Begin

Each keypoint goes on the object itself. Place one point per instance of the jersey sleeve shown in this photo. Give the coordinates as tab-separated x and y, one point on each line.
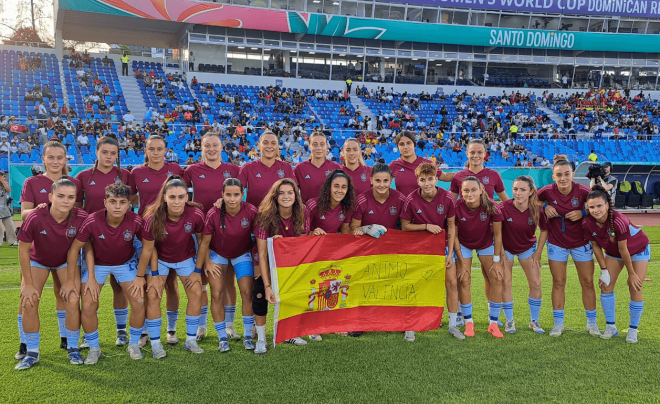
406	212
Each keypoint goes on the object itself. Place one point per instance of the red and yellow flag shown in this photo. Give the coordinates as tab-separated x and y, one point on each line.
340	282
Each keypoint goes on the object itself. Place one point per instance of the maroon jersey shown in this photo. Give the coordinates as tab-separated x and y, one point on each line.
330	221
370	211
571	236
361	178
420	211
518	228
234	239
286	228
147	182
405	179
179	244
50	240
491	180
623	230
258	178
310	179
37	188
206	182
475	227
112	245
94	183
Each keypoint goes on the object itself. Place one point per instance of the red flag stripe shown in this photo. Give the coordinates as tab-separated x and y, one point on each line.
296	251
366	318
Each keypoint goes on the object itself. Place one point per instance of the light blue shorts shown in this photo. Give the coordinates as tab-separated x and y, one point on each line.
523	255
184	268
643	256
38	265
579	254
243	265
467	252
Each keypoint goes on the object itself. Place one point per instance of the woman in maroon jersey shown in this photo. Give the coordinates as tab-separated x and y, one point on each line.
203	178
404	167
169	226
44	239
432	209
114	233
34	195
259	176
355	166
479	227
381	205
281	214
564	207
145	182
227	238
310	174
625	245
522	216
94	180
490	179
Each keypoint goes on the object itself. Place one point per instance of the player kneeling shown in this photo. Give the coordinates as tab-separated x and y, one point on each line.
112	232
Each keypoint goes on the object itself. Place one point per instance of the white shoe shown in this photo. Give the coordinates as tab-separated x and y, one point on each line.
192	346
232	334
134	352
295	341
593	329
93	356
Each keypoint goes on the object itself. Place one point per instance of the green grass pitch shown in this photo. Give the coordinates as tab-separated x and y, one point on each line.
377	367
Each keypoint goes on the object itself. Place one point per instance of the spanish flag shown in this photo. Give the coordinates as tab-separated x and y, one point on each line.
340	282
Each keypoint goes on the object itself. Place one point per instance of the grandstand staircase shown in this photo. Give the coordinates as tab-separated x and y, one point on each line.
132	94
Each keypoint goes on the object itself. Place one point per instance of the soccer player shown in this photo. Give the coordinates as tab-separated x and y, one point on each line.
113	232
93	181
381	205
479	227
310	174
564	206
145	182
521	216
355	166
490	179
169	226
204	178
35	195
281	214
227	237
432	209
404	167
625	245
44	240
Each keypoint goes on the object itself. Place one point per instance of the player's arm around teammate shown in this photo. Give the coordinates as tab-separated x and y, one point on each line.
624	245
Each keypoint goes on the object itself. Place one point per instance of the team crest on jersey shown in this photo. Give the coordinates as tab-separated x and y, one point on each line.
329	290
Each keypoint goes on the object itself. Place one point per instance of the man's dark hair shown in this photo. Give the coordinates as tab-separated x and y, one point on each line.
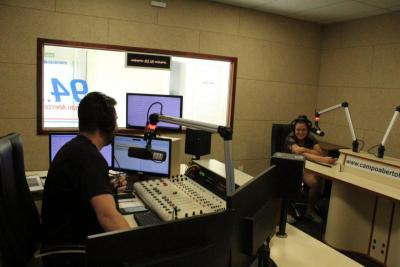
96	111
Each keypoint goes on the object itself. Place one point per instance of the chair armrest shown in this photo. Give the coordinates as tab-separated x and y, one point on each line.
60	249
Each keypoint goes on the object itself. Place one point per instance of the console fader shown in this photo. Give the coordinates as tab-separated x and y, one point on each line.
177	197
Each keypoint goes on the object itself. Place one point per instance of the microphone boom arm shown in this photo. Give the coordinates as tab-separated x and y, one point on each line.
381	148
345	105
224	132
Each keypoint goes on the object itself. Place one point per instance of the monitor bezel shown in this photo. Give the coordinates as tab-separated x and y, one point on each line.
137	171
177	129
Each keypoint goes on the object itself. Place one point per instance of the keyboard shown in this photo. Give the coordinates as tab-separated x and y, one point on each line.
146	218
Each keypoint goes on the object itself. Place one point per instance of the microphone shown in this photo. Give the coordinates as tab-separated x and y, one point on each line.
317	131
144	153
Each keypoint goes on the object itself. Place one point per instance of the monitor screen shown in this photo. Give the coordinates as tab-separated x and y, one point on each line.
137	106
146	166
56	141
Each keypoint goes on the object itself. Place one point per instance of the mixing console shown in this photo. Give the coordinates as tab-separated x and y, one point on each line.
177	197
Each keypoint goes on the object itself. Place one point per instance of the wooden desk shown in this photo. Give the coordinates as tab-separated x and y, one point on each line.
302	250
364	208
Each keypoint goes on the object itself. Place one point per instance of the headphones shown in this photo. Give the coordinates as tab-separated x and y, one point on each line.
301	119
105	119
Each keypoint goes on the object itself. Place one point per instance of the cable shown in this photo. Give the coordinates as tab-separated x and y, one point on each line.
369	151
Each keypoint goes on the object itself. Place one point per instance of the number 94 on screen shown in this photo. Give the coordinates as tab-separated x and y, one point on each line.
78	89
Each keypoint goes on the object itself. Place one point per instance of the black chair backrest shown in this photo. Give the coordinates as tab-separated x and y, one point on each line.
20	223
278	136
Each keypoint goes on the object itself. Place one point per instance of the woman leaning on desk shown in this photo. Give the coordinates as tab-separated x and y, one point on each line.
300	141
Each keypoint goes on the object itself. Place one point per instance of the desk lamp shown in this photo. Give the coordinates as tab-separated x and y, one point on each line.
381	148
345	105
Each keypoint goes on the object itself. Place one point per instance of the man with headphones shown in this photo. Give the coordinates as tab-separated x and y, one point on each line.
77	197
301	141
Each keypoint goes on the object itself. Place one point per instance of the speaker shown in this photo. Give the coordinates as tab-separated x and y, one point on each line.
197	143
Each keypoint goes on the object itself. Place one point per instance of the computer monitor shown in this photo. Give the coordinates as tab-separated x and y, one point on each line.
137	109
57	140
255	205
121	160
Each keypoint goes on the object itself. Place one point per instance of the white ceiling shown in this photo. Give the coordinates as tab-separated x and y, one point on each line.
320	11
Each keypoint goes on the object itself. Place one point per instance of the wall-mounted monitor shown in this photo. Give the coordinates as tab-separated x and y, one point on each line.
57	140
140	106
121	160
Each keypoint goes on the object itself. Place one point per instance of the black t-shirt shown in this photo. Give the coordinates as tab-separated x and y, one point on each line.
291	139
77	173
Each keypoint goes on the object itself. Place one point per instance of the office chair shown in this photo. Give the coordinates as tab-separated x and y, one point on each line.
19	218
278	136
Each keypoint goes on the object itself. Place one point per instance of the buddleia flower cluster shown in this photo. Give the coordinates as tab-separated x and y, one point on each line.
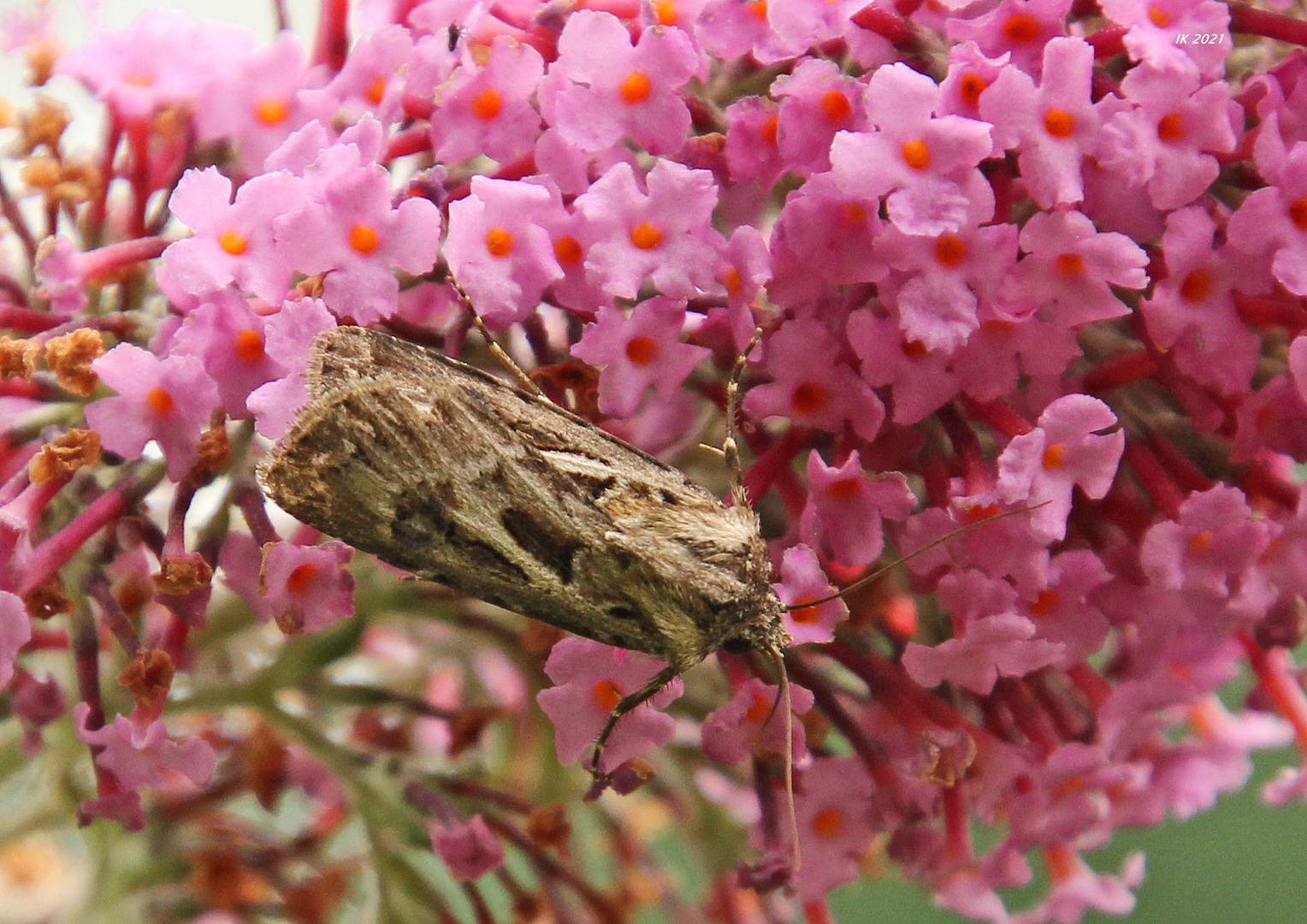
1032	258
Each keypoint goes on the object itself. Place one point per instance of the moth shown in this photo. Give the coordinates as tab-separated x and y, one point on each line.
467	480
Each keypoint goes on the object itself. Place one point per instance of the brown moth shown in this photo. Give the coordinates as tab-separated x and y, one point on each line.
459	477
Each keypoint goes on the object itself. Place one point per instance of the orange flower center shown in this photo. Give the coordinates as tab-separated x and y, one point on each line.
809	398
1059	123
158	401
606	694
271	111
641	351
301	579
916	155
488	104
636	88
950	250
249	346
1069	264
498	242
836	106
567	250
827	822
646	235
364	238
233	242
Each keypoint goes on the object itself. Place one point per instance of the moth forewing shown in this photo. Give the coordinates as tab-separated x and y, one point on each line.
447	472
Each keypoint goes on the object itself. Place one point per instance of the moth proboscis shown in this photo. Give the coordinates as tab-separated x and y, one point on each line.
463	478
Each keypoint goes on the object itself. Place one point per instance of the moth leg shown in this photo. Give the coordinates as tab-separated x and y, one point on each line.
495	351
625	705
730	447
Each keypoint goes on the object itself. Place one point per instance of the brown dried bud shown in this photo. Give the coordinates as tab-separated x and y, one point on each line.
149	678
215	451
47	599
16	358
264	761
64	455
44	123
69	358
467	726
42	171
316	899
547	826
182	574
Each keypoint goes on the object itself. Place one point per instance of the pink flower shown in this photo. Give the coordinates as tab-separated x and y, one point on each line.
1052	127
811	386
833	807
816	101
498	250
168	400
349	230
228	337
370	81
1073	265
488	110
1168	133
136	753
589	680
287	337
307	587
232	242
925	163
470	850
663	234
601	89
801	582
1019	27
754	721
994	646
1063	451
255	102
844	506
15	633
165	57
639	352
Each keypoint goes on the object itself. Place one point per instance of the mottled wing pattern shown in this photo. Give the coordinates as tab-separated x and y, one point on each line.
447	472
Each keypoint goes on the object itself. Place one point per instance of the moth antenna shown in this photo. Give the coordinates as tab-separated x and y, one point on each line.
730	447
779	659
493	346
941	540
624	706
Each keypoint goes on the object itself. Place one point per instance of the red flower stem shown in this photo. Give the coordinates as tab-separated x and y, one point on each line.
139	175
111	613
1156	480
98	207
604	909
1259	481
1274	671
1267	24
1180	465
1279	311
17	222
55	552
883	773
332	42
1121	371
250	500
975	468
886	24
999	416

End

Copy exactly, and only, the lines from the one containing "the moth antenna" through the last line of the listing.

Each keypoint goes on the object itself. Place one point per instance of the moth antenna shown in this photo. Give the coordinates as tab-separated x and y, one point on each line.
730	447
779	659
493	346
941	540
624	706
Each keypoint goes on the object itself. Place one point per instance of the red flower stem shown in this photo. Give the coordinates as tab-separated x and y, one point on each line.
139	175
111	613
1156	480
98	207
604	909
1259	481
1274	671
1267	24
1180	465
1279	311
17	222
55	552
883	773
332	42
1121	371
250	500
975	468
886	24
999	416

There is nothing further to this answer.